# Consigne 1:
Dans la liste d'annotations, reproduisez intégralement chaque ligne, depuis la ligne contenant « of the american » jusqu'à la ligne contenant « x=280, y=293 », toutes deux incluses. Mettez les coordonnées à l'échelle en les multipliant par 0,6 et en arrondissant à l'entier le plus proche, les demis étant arrondis vers le haut.

Il est souvent admis que la guerre authentique ne naît véritablement qu'à l'âge du Bronze – cette période étant supposée marquer l'apparition de combattants professionnels et d'un armement spécifiquement homicide. À rebours, un vaste courant de pensée plaide pour une origine bien plus ancienne. Ses tenants, qui inscrivent la question dans le temps long de l'évolution de l'humanité, relient nos dispositions belliqueuses aux observations effectuées sur les autres primates, en particulier les chimpanzés.

# Données d'annotation pour la localisation d'objets:
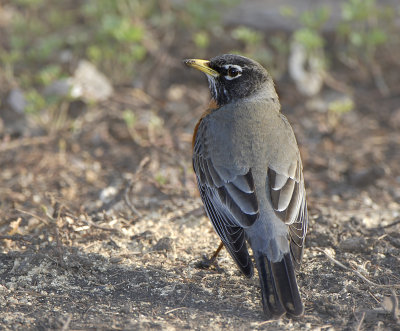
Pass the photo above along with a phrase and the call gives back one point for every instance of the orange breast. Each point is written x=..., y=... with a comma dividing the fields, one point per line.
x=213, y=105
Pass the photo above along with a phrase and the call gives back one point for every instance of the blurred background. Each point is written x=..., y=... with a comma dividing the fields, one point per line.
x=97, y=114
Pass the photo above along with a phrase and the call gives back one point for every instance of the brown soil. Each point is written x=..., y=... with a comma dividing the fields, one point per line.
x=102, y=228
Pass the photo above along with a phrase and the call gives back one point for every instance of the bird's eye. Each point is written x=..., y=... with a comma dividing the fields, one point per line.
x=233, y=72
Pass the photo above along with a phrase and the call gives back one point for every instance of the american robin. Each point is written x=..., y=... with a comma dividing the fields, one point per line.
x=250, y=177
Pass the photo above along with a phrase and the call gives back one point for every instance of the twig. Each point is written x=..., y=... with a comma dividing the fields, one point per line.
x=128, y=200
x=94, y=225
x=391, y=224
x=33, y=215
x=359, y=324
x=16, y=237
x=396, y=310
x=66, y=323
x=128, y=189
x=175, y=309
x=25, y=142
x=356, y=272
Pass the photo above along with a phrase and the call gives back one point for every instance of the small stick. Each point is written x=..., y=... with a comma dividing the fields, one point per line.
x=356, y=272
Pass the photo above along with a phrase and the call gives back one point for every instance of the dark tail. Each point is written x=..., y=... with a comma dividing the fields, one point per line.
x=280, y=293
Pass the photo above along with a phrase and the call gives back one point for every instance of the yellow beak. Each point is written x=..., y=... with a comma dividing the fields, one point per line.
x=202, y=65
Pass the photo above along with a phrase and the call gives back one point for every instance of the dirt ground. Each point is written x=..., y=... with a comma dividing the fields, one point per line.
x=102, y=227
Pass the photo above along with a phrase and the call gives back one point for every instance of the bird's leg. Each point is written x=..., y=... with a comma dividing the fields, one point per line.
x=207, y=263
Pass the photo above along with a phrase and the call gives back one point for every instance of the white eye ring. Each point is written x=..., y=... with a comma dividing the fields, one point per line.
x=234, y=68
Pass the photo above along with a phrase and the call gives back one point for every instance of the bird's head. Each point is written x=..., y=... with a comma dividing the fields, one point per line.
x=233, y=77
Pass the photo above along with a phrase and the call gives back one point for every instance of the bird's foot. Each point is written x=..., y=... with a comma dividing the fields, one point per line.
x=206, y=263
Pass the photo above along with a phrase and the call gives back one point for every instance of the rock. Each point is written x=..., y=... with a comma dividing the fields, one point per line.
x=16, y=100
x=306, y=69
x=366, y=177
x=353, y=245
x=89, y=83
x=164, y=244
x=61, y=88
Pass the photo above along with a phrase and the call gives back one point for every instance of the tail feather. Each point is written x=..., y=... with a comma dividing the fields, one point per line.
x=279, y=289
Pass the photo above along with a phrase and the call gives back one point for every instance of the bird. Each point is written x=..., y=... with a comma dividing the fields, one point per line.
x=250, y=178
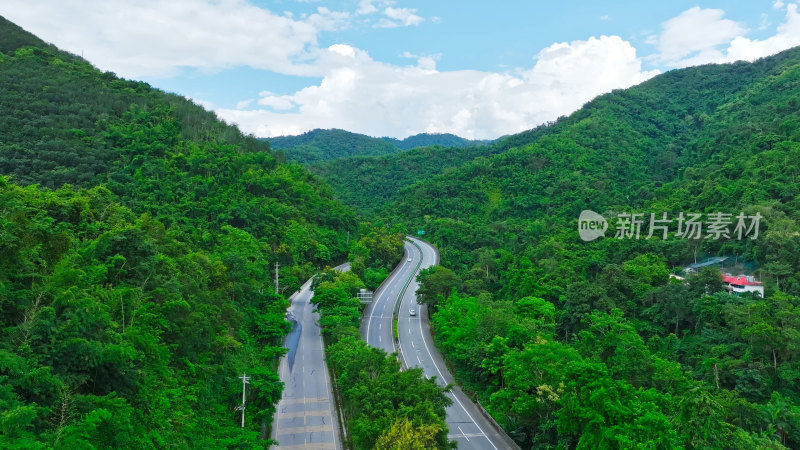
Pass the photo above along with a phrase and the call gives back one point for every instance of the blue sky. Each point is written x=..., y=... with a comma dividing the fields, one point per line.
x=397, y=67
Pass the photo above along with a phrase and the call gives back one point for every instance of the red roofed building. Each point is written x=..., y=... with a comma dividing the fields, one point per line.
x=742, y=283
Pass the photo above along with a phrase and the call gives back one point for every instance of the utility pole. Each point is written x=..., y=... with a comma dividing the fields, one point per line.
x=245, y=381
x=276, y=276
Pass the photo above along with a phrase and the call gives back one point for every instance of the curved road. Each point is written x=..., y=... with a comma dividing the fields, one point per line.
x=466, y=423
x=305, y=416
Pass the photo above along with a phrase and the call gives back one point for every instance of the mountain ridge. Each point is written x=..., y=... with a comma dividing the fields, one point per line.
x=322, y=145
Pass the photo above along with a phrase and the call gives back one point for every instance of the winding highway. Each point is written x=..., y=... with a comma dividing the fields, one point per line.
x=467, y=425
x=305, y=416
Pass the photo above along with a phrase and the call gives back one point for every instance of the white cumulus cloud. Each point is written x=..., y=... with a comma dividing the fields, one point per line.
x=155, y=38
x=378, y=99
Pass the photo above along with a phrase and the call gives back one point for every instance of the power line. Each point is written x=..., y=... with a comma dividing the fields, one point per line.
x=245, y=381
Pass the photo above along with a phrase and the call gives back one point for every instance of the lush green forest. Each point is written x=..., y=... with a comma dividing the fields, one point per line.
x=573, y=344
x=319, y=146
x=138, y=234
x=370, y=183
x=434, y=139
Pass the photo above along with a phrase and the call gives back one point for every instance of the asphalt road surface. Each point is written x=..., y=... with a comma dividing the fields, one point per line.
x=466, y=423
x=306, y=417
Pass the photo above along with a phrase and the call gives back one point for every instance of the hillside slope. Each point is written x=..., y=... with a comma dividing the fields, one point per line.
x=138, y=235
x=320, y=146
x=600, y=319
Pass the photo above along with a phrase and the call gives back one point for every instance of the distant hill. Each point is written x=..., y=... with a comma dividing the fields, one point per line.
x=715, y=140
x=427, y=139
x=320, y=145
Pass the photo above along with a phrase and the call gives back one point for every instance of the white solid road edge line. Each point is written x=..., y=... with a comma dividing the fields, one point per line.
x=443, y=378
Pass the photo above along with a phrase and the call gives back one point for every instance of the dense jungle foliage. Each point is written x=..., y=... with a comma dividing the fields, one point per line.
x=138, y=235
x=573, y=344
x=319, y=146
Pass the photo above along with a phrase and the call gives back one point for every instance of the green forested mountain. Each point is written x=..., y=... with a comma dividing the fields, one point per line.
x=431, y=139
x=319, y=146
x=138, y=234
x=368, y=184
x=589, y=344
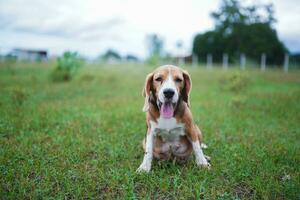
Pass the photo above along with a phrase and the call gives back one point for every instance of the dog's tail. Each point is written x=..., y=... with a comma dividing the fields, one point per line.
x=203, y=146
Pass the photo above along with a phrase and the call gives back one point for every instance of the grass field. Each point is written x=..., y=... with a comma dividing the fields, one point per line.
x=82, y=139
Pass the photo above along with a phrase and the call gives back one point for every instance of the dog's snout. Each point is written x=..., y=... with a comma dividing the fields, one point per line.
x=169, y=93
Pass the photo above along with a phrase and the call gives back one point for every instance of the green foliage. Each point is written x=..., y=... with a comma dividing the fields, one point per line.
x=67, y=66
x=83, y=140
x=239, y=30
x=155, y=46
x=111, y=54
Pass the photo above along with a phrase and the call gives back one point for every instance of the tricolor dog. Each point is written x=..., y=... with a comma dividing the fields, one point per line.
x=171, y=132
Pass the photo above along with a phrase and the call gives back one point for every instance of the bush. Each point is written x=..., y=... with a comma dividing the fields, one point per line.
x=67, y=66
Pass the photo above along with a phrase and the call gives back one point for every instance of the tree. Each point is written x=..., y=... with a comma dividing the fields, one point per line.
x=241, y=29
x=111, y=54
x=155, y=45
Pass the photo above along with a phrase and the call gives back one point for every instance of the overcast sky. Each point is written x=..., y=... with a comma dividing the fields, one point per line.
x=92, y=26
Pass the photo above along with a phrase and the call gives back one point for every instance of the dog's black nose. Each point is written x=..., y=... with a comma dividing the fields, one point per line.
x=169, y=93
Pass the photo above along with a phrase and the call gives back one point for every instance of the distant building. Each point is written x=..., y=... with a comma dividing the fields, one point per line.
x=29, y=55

...

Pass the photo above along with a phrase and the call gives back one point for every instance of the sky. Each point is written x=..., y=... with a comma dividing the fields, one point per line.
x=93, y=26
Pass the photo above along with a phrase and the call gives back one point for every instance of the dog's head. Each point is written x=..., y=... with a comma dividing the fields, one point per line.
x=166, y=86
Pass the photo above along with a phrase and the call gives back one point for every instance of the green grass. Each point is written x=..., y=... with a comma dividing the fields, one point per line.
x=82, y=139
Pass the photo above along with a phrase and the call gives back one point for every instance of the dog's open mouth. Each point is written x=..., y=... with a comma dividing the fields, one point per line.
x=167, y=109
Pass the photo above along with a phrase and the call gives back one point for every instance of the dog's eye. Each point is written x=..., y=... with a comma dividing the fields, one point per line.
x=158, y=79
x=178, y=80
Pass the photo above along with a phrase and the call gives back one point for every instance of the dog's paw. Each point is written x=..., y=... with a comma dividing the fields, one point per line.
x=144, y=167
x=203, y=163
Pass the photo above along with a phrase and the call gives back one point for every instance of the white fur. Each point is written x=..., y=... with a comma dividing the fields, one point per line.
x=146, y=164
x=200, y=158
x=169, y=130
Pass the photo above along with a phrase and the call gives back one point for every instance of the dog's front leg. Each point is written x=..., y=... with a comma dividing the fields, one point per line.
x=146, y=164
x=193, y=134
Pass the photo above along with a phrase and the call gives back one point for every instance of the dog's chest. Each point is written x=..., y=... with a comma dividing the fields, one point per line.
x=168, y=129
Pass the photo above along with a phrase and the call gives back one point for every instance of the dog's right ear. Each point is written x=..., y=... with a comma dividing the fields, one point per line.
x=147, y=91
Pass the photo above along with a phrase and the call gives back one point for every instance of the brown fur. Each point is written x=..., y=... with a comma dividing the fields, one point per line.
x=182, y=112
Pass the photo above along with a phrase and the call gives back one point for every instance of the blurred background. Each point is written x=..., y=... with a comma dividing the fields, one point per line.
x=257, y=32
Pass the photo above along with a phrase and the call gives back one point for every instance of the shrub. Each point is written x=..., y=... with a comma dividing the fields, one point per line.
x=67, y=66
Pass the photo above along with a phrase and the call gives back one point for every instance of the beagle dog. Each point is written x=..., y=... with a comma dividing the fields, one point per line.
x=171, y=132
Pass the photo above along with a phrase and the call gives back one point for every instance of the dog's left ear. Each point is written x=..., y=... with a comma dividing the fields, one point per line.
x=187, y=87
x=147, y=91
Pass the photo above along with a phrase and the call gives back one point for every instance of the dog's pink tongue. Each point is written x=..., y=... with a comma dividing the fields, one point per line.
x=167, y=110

# Consigne 2:
Recopiez le passage sur les origines de la guerre depuis « Il est souvent » jusqu'à « particulier les chimpanzés. », en substituant « bonobos » à « chimpanzés ».

# Réponse attendue 1:
Pass the photo above along with a phrase and the call gives back one point for every instance of the american robin. Each point is written x=..., y=... with a comma dividing the fields, one point per line.
x=150, y=106
Pass the photo above along with a phrase and the call gives back one point for every instance of the twig. Each point is written x=..., y=... with a comma dividing the fields, one point per line.
x=77, y=120
x=56, y=135
x=235, y=134
x=20, y=129
x=215, y=194
x=10, y=142
x=238, y=186
x=40, y=194
x=77, y=113
x=105, y=185
x=15, y=85
x=214, y=163
Pass the photo above along with a phrase and the call gives back one point for every instance of the small stick. Each point is written x=..., y=... with a comma dividing the fields, one point per line.
x=214, y=163
Pass the photo above along with a phrase and the call gives back one point for every instance of the dark tail. Each point is written x=..., y=... with a comma dividing the fields, one point per line.
x=168, y=176

# Réponse attendue 2:
Il est souvent admis que la guerre authentique ne naît véritablement qu'à l'âge du Bronze – cette période étant supposée marquer l'apparition de combattants professionnels et d'un armement spécifiquement homicide. À rebours, un vaste courant de pensée plaide pour une origine bien plus ancienne. Ses tenants, qui inscrivent la question dans le temps long de l'évolution de l'humanité, relient nos dispositions belliqueuses aux observations effectuées sur les autres primates, en particulier les bonobos.